Problem requirements: Give back every item below word for word, but leave the pictures out.

------ Supplied information ------

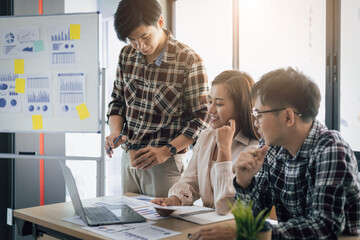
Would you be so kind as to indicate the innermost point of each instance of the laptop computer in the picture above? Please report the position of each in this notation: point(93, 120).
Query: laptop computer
point(95, 216)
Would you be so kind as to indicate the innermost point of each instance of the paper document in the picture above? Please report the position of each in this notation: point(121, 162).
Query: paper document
point(147, 232)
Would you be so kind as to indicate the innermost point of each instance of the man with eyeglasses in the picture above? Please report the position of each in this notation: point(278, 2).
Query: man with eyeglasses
point(309, 173)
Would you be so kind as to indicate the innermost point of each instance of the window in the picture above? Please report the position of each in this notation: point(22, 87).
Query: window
point(206, 26)
point(281, 33)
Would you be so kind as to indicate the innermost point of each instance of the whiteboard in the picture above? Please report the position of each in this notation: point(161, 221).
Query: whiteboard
point(60, 85)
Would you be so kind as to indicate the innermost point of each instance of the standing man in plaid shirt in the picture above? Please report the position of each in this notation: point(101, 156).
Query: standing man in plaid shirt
point(308, 172)
point(159, 99)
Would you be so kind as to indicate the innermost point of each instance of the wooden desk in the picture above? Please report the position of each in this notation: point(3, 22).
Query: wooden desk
point(47, 220)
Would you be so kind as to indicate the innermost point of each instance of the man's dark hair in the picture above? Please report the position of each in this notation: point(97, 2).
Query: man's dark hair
point(130, 14)
point(286, 87)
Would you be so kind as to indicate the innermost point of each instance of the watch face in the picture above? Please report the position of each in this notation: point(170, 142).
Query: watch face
point(173, 150)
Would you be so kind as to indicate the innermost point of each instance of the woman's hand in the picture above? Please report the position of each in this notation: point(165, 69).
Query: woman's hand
point(224, 139)
point(171, 201)
point(109, 143)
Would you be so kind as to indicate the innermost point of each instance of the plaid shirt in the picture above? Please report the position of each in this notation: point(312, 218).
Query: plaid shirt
point(316, 193)
point(162, 99)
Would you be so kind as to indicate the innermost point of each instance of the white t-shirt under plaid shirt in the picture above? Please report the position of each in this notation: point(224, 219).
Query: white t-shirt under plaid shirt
point(162, 99)
point(316, 193)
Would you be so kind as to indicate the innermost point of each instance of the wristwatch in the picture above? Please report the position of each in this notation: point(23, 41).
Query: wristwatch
point(172, 149)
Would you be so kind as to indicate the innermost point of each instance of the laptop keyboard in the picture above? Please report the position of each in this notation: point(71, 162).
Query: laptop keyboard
point(100, 214)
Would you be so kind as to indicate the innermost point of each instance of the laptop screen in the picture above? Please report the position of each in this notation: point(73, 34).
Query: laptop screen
point(74, 195)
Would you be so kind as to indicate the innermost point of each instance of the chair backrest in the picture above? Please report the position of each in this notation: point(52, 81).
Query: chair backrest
point(357, 155)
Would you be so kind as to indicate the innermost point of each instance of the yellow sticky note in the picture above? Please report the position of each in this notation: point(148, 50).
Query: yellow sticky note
point(19, 66)
point(82, 111)
point(74, 31)
point(37, 122)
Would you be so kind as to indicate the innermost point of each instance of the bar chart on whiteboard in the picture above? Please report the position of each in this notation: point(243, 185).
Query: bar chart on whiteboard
point(38, 96)
point(10, 101)
point(71, 93)
point(50, 73)
point(63, 50)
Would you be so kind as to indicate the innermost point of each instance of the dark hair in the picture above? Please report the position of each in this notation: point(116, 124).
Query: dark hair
point(239, 86)
point(286, 87)
point(130, 14)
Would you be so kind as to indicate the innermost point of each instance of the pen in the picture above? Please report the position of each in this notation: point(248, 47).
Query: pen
point(117, 139)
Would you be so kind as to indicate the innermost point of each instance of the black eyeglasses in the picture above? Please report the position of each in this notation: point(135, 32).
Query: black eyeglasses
point(256, 113)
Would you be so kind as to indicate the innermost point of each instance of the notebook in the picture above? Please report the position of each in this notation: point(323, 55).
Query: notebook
point(201, 215)
point(95, 216)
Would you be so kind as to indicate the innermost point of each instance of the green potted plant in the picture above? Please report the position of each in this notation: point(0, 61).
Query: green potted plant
point(248, 226)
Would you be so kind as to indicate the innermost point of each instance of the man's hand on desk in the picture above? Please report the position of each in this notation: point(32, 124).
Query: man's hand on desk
point(216, 232)
point(171, 201)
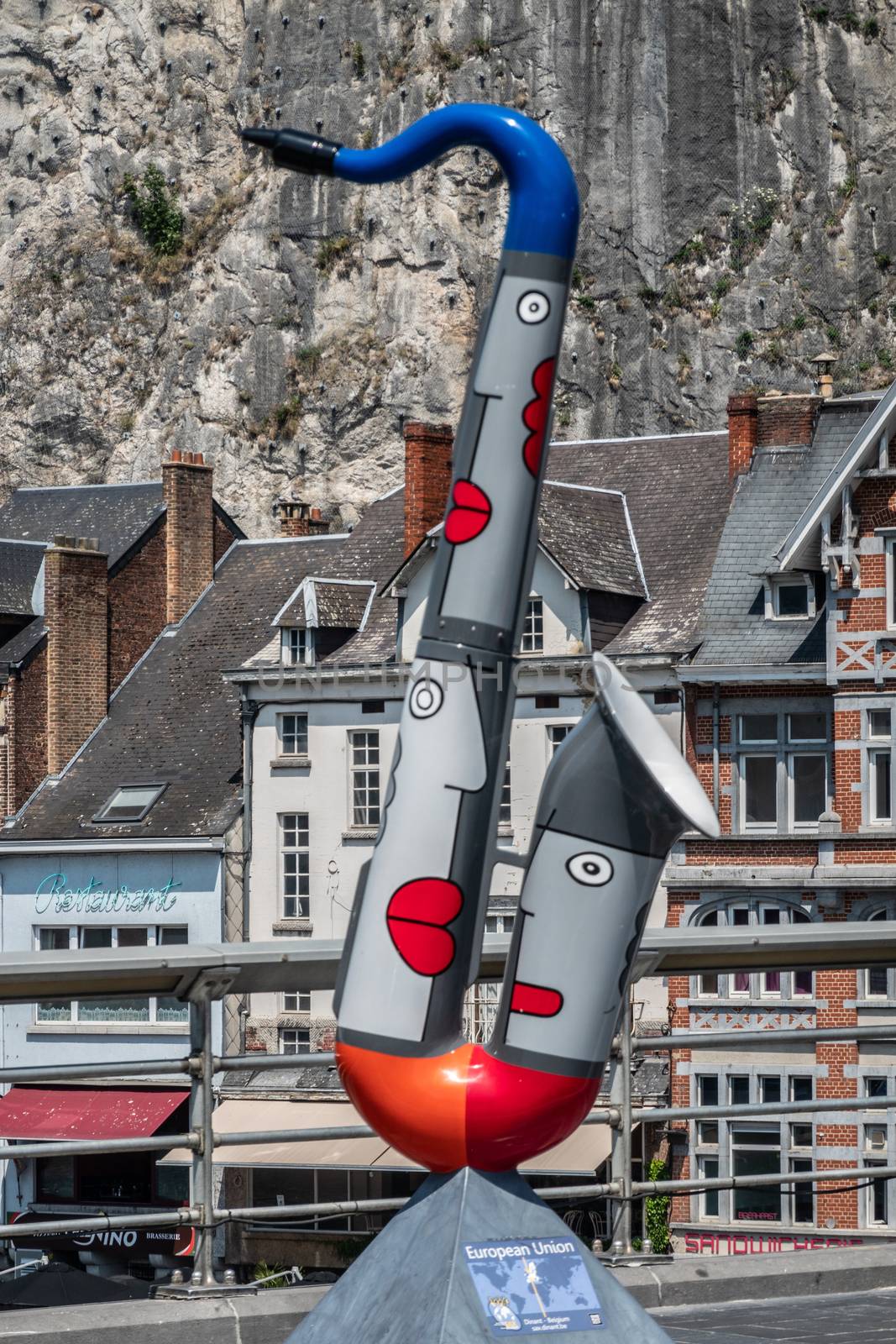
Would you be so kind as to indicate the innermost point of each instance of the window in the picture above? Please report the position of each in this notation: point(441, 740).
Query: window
point(295, 1041)
point(880, 773)
point(365, 777)
point(739, 1089)
point(879, 981)
point(293, 647)
point(878, 1195)
point(291, 734)
point(500, 922)
point(880, 723)
point(782, 769)
point(295, 864)
point(802, 1200)
point(506, 817)
point(558, 732)
point(880, 766)
point(755, 1151)
point(792, 598)
point(801, 1089)
point(117, 1008)
point(708, 1089)
point(129, 803)
point(768, 984)
point(297, 1001)
point(532, 638)
point(708, 1168)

------

Result below:
Would you be so kind as to indicate the innermost point of each instance of the laptop computer in the picture above? Please report the position of each in this notation: point(93, 120).
Query: laptop computer
point(95, 216)
Would you be so kind as to indicate the innermost point of each instance of the paper document in the picture above? Please report the position of each in this notation: point(121, 162).
Query: paper document
point(147, 232)
Would you be so kind as to indicate the innermost point of each instance of the man with eyeglasses in the picture above? Please report the position of each in this notation: point(278, 2).
Query: man with eyeglasses
point(309, 173)
Would you be so kind as to indicate the innermost point of each instance of the window in the picture above? Please report the position of each in this notation: point(22, 87).
Query: window
point(206, 26)
point(281, 33)
Would you be so kind as to indicate the innermost point of each instance of the whiteboard in the picture above? Please report the position of each in this notation: point(161, 221).
Query: whiteboard
point(60, 85)
Would you be so kind as to indicate the innermost point of each instance of the standing man in plaid shirt in the picture above? Please report the position of each in this notation: point(101, 156).
Query: standing man in plaid shirt
point(308, 172)
point(159, 99)
Would you be so kind as to indicate the innermost point of each instance of the wooden desk in the picture above? Please report the position of each in this notation: point(3, 22).
Query: wooden desk
point(47, 220)
Would you be so kind as to indicate the innermost point of each instance of the man's dark hair in the picture above? Please report the position of each in this notation: point(97, 2).
Query: man's dark hair
point(130, 14)
point(286, 87)
Would you be so kind as to indicate the innermost point of each instance of the watch face in the picture above? Please report the position of each in this notation: point(170, 142).
Query: watch face
point(173, 150)
Would you be so kind as to indicate the innermost point of each instance of the woman's hand in the picture above? Please report the position of each in this notation: point(165, 69).
Query: woman's hand
point(224, 139)
point(171, 201)
point(109, 143)
Would you be so kind as to indicate the innermost point of each instance of the plaid shirt in the picture above? Please report the position of each in this notation: point(312, 218).
Query: plaid shirt
point(316, 193)
point(162, 99)
Would you be so kind as to indicate the innermost point of each instance of the white t-shirt under plaid shirt in the picture above? Please report the position of each in this notation: point(224, 219).
Query: white t-shirt under plaid shirt
point(162, 99)
point(316, 193)
Would you be so kind as to indicate the innermost point of each instance of the wristwatch in the picture above? Please report the position of each in this notation: point(23, 41).
Query: wristwatch
point(172, 149)
Would you be so kind as to indicate the innermost point of each instance of the laptop keyboard in the picture above? Please report the position of each in this notation: point(71, 162).
Query: laptop keyboard
point(100, 214)
Would you be so kind as to indicate the innermost point of each instance of the laptop screen in the picture above? Please report the position of each in this notation: point(73, 34).
Query: laptop screen
point(74, 195)
Would you be so kind as to indicate the innermost point of each instance of the chair backrest in the picture above? Please report the position of each in this notation: point(52, 81).
Query: chair backrest
point(357, 155)
Would you be so kind as to indicate the innermost point of each instance of the yellow sticky note in the picture above? Please report the position of each in this notation: point(148, 50).
Query: yellow sticky note
point(19, 66)
point(82, 111)
point(74, 31)
point(37, 122)
Would you be so kind as to indicate the innermost point of each instance of the bar chart on whiteboard in the picture above? Please report the position of each in this notation: point(243, 185).
Query: bar chart on whiteboard
point(38, 96)
point(10, 101)
point(71, 93)
point(50, 73)
point(63, 50)
Would you be so kind as to indicate the innermost point of each instance of the dark hair in the picture above? Please report the position of each in this notation: point(116, 124).
Query: dark hair
point(239, 86)
point(286, 87)
point(130, 14)
Would you be so kind as to indicate the innermost point of each instance of the pen in the picture above? Please report the position of each in this notation: point(248, 47).
Query: pen
point(117, 139)
Would you be so kind as to indicate the innermost point of each instance of the black eyeglasses in the picture above? Please report the position of each in this notation: point(135, 32).
Query: black eyeglasses
point(256, 113)
Would you be so kind as to indicate the innermost point of each instance of the notebook in the picture above? Please report the position of each in this notation: point(323, 55).
Query: notebook
point(201, 215)
point(95, 216)
Would you be so kind as to indicate the innermost point of each instance of the green potted plant in the picture above? Please report the position of each in this notation: point(0, 61).
Query: green potted plant
point(248, 226)
Would you be so kind as to indicate the innermost point of each instance of the man's hand on desk in the picture above? Please report the position of each in this notation: point(32, 124).
Query: man's hand on desk
point(216, 232)
point(171, 201)
Would you be so kind as to indicate the innermost point of each instance of the window in the picture above? Please report the position of each in this notation: point(441, 740).
Query: window
point(295, 1041)
point(880, 773)
point(365, 777)
point(739, 1089)
point(879, 981)
point(293, 647)
point(878, 1195)
point(291, 734)
point(500, 922)
point(880, 723)
point(782, 769)
point(295, 864)
point(802, 1200)
point(506, 817)
point(558, 732)
point(880, 766)
point(755, 1151)
point(792, 598)
point(801, 1089)
point(117, 1008)
point(708, 1089)
point(129, 803)
point(768, 984)
point(297, 1001)
point(532, 638)
point(708, 1168)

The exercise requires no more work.